CONSIGNE
Relevez, dans l'extrait reproduit plus bas, toutes les phrases terminées par un point d'interrogation.

#### EXTRAIT FOURNI

Je partage ce sentiment de prudence et même d’inquiétude. Je trouve que le climat en France est un climat épouvantable et je ne suis pas sûr que les électeurs soient motivés pour aller participer à cette élection. S’il y a beaucoup d’abstentions, comme cela est à craindre, alors on sait qui vote : les noyaux les plus durs, et de ce point de vue, je pense qu’il y a, en effet, du souci à se faire.

Cela veut dire que, pour vous, le FN est en passe de remporter des régions ? Cela vous paraît possible ?

Non, je ne veux pas le dire sous cette forme, vous voyez bien que si l’on fait des déclarations de cet ordre c’est en réalité un encouragement ! Ce n’est pas du tout ce que je pense. Je pense que dans la situation où la France se trouve, si l’on a à désigner ou à montrer les risques que le pays court, alors l’extrémisme est un risque très important, dominant tous les autres. Mais il ne faut pas se dissimuler que les Français sont très amers, très à cran en raison de la manière dont la France est gouvernée depuis longtemps, et à juste titre.

Vous aussi, vous renvoyez gauche et droite dos à dos ?

J’essaie de ne pas avoir de sentiments ou de jugements simplistes. Je pense qu’il y a une responsabilité partagée depuis des années et des années – et depuis peut-être 15 ans – sur la manière dont le pays a été gouverné. Le pays a été mal gouverné et les décisions n’ont pas été prises. On a été incapable de montrer un chemin, de montrer un cap, de dire où l’on allait, la vie politique est devenue grise et lassante. Il n’y a plus de débat, le Parlement – vous êtes bien placée pour le savoir – ne joue pas ce que l’on devrait en attendre, c’est-à-dire le lieu où s’expriment les sentiments des Français. Tout cela est à changer en profondeur.

########
#### DONNÉES ENREGISTRÉES

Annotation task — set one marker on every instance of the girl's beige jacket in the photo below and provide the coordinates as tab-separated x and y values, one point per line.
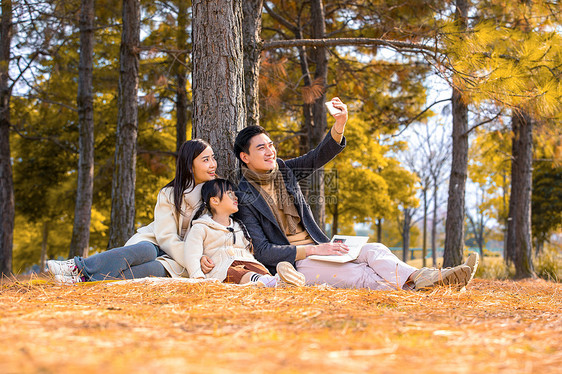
169	229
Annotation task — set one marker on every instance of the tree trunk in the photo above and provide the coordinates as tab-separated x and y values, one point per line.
251	29
406	235
434	225
454	229
124	173
44	246
519	221
317	131
424	245
7	211
181	75
79	243
218	78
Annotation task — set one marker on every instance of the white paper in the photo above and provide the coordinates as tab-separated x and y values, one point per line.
354	243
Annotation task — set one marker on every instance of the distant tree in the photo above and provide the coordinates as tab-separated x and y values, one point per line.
6	183
477	222
80	242
518	241
218	78
546	202
429	152
124	172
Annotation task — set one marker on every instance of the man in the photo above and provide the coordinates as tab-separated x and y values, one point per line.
274	210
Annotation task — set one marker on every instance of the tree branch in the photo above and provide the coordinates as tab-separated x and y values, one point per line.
396	44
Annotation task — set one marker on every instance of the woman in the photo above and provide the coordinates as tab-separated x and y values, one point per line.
156	249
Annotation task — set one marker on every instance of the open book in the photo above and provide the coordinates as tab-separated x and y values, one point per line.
355	243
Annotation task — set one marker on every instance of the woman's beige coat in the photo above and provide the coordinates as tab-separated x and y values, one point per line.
169	228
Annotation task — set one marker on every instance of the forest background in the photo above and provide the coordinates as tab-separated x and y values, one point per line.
501	61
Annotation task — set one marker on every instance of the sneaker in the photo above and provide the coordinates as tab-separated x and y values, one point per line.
289	275
69	279
472	263
458	276
67	267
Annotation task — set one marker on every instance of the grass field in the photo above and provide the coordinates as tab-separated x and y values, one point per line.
155	326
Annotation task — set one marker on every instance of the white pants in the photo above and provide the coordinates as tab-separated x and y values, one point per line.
376	268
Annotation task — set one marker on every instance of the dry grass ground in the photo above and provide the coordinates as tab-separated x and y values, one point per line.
170	327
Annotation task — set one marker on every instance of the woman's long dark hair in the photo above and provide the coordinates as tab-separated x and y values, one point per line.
217	188
184	178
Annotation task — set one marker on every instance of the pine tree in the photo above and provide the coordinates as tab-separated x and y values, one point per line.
6	182
124	172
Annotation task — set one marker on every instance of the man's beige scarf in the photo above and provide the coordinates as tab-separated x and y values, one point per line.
284	201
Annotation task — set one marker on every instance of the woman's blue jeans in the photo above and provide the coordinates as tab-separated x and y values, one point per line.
129	262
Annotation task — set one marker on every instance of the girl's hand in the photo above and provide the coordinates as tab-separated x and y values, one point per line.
206	264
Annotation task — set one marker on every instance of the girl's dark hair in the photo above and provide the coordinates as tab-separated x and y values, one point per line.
184	178
217	188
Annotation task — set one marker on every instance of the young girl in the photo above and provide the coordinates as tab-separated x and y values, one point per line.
226	242
156	249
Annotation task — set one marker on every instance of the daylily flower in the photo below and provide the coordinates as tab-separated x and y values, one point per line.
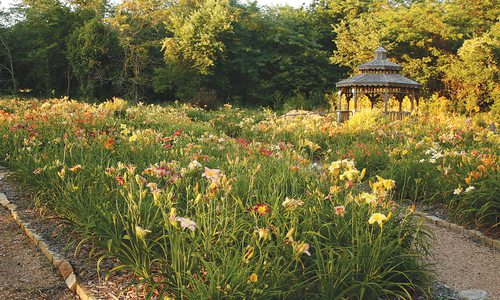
141	233
214	175
62	172
172	218
261	208
76	168
248	254
292	204
109	144
340	210
368	198
264	233
470	188
120	180
301	247
458	191
194	165
378	218
187	223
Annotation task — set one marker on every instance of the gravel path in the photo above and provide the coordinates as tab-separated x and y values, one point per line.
25	272
464	264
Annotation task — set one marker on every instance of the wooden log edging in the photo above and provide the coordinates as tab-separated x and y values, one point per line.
59	262
472	233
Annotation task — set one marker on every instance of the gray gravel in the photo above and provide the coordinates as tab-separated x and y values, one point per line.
464	264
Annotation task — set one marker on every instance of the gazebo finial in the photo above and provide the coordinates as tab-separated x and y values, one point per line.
380	53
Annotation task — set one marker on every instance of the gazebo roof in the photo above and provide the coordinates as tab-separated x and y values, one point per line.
374	79
380	72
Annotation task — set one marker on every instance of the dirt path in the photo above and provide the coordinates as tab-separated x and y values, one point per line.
464	264
25	273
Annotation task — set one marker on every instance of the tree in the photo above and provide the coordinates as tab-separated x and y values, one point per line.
472	76
94	53
141	29
197	27
6	61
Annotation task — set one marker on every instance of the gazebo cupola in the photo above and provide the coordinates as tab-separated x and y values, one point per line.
379	78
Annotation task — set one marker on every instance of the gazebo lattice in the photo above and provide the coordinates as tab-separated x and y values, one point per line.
379	78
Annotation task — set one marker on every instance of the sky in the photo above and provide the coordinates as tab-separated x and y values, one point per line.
294	3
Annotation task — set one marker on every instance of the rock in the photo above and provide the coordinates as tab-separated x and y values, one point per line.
71	281
65	269
472	295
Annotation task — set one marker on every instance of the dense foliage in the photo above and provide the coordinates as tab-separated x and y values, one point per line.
212	52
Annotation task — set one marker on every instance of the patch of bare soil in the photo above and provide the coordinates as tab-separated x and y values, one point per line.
60	238
25	272
464	264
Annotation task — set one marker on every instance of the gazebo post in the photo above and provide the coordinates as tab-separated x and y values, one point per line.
412	99
339	107
386	99
355	99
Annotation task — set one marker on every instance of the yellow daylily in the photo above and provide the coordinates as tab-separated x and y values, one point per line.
379	219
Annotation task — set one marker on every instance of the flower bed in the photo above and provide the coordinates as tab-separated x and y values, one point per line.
229	203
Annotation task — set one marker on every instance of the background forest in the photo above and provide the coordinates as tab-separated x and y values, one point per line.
228	51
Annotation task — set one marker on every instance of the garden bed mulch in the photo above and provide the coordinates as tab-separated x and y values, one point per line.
61	240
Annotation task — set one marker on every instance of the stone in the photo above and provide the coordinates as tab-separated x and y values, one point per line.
57	261
71	281
65	269
472	295
36	238
456	228
11	206
83	293
45	250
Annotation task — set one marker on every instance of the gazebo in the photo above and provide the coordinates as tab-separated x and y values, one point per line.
379	78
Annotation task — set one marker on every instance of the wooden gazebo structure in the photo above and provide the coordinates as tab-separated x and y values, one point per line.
379	78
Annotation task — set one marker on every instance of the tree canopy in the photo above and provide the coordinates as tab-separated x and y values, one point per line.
236	51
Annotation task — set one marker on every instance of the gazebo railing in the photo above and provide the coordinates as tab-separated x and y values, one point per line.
397	115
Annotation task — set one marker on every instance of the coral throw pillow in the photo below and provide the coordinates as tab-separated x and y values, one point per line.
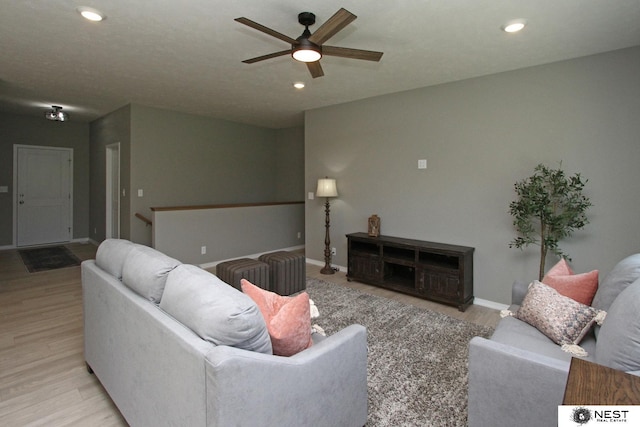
579	287
288	318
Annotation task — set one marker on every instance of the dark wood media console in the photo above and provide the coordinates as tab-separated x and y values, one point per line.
434	271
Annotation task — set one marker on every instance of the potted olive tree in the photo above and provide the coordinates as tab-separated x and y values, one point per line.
549	207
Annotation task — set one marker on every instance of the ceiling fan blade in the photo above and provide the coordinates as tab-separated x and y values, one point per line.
315	69
269	56
344	52
338	21
266	30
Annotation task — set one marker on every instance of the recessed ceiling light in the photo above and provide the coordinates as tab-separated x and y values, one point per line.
91	14
514	26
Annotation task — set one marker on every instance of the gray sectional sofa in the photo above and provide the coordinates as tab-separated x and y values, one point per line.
145	316
518	376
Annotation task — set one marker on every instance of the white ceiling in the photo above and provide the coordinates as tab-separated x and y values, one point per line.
186	55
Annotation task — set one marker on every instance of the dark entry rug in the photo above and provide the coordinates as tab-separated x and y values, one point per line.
50	258
417	364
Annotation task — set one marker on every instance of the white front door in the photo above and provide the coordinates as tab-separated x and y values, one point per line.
43	202
113	191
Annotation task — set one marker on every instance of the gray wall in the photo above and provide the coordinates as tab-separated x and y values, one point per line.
27	130
179	159
480	136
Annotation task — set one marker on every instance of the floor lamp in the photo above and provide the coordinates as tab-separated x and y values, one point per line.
327	188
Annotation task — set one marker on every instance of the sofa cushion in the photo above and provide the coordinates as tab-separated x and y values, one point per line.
145	271
618	344
623	274
112	254
288	318
215	311
562	319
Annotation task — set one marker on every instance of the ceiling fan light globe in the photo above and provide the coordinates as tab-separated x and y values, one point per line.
306	55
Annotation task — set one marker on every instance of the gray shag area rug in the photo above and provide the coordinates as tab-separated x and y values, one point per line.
417	365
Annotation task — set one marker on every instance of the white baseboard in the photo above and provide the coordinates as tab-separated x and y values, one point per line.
212	264
82	240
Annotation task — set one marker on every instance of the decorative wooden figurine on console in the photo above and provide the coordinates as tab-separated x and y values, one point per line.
374	225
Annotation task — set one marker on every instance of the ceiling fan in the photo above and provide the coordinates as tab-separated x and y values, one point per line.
309	47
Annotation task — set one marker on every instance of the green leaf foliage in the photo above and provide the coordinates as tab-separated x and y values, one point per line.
549	207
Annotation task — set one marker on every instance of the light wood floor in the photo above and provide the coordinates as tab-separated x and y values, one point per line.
43	378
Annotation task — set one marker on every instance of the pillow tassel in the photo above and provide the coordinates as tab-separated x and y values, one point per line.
318	330
600	317
313	309
505	313
574	350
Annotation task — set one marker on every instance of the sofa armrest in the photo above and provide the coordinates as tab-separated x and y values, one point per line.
509	386
324	385
518	291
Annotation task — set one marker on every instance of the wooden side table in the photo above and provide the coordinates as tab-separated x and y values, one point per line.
592	384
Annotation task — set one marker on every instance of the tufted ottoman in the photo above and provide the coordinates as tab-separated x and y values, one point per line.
287	271
257	272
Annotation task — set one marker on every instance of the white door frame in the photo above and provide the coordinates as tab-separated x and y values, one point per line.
113	180
16	148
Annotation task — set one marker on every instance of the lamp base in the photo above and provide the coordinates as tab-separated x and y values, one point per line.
327	269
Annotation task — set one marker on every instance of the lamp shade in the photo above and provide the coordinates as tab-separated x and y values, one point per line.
327	188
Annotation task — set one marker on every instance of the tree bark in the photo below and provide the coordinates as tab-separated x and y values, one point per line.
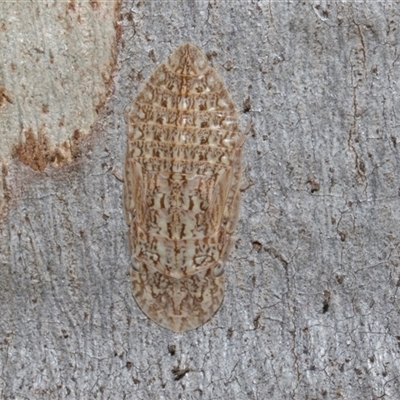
311	308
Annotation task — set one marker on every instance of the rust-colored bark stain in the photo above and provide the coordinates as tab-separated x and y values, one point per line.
4	96
37	151
34	151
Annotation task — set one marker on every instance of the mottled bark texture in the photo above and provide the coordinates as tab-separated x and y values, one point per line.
311	308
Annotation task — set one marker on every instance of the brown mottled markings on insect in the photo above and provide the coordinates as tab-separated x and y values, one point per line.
181	191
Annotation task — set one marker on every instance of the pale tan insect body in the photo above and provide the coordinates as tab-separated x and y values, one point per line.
181	190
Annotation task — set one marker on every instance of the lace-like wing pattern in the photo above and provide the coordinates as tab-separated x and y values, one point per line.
181	190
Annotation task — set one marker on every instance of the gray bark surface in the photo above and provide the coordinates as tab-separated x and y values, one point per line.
311	307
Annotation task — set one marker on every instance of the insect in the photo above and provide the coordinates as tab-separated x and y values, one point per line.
181	190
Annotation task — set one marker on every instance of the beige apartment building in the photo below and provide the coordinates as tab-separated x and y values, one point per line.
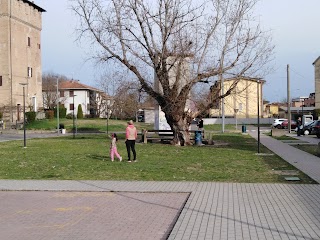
316	65
20	58
243	100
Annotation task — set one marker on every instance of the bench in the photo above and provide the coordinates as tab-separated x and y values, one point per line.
160	135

########

RÉPONSE
- Cela veut dire que, pour vous, le FN est en passe de remporter des régions ?
- Cela vous paraît possible ?
- Vous aussi, vous renvoyez gauche et droite dos à dos ?